▶ _What to do_:
Each line of the data that mentions the string "bridge" needs to be identified and copied.

______________________________

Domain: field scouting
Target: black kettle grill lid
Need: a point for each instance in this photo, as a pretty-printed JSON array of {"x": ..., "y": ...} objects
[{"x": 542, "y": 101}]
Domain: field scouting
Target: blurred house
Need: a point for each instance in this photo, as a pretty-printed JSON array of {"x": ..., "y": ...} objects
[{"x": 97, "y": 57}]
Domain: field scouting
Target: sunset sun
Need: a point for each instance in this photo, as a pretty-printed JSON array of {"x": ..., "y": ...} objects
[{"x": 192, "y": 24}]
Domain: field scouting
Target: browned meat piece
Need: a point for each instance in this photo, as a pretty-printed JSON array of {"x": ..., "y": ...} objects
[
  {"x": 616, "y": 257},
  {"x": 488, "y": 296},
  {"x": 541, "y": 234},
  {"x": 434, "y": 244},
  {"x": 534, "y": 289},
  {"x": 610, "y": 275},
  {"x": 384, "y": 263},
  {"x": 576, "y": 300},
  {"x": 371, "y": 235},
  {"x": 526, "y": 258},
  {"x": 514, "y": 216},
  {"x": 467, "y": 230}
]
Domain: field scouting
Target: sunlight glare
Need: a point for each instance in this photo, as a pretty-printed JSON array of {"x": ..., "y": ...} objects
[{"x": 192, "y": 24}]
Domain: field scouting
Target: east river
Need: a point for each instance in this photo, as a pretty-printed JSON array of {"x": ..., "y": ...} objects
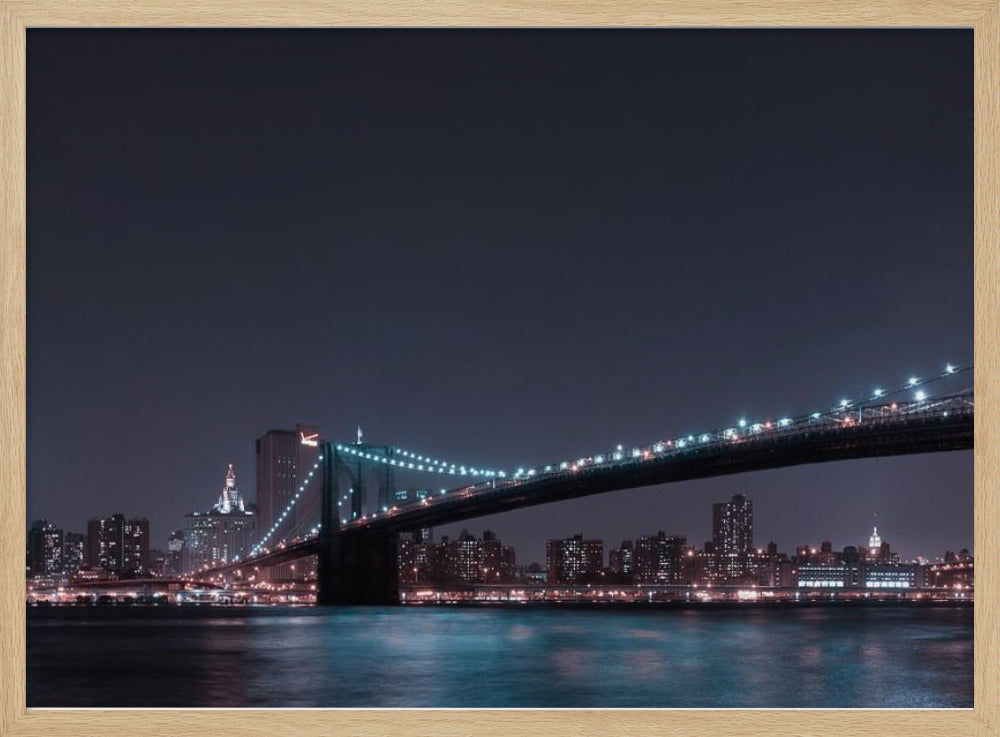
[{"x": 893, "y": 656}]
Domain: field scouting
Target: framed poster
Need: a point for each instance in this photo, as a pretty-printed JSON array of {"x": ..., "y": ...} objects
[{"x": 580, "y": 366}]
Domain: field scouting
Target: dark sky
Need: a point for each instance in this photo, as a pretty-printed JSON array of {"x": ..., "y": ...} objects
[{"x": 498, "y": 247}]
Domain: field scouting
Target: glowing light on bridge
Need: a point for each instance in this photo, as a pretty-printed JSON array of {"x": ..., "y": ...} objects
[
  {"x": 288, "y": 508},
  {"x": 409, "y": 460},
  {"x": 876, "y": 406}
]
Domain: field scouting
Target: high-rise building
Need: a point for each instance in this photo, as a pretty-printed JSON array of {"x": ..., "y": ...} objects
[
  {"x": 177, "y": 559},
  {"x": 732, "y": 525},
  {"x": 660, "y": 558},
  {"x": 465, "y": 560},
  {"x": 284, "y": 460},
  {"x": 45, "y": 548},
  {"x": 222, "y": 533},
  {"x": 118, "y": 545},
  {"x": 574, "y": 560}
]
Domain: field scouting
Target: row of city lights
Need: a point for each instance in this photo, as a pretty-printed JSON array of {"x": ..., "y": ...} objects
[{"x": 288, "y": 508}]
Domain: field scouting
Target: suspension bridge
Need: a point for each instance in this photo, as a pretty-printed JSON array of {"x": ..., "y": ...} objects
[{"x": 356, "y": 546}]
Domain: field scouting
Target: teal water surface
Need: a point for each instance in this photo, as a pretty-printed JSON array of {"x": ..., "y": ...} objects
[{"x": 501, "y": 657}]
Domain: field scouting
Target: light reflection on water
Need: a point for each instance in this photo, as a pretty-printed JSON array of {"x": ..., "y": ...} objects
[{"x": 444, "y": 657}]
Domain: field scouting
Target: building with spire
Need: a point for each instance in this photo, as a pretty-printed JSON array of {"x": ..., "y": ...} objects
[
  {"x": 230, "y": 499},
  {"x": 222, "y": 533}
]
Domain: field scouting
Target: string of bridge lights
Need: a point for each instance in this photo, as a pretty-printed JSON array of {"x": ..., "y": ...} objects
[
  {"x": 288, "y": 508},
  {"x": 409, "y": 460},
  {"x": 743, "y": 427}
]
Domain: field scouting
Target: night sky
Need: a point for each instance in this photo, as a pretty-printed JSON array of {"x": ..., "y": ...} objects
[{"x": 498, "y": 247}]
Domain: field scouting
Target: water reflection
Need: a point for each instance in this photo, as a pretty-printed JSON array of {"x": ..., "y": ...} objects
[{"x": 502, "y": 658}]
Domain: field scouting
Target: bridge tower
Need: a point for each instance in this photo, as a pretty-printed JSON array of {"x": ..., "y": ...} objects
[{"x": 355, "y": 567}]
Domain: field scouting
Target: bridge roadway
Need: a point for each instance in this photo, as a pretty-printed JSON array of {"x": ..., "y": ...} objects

______________________________

▶ _Expected output_:
Target: glowing light on bridge
Target: suspension bridge
Target: string of bridge lights
Target: bridge tower
Target: bridge roadway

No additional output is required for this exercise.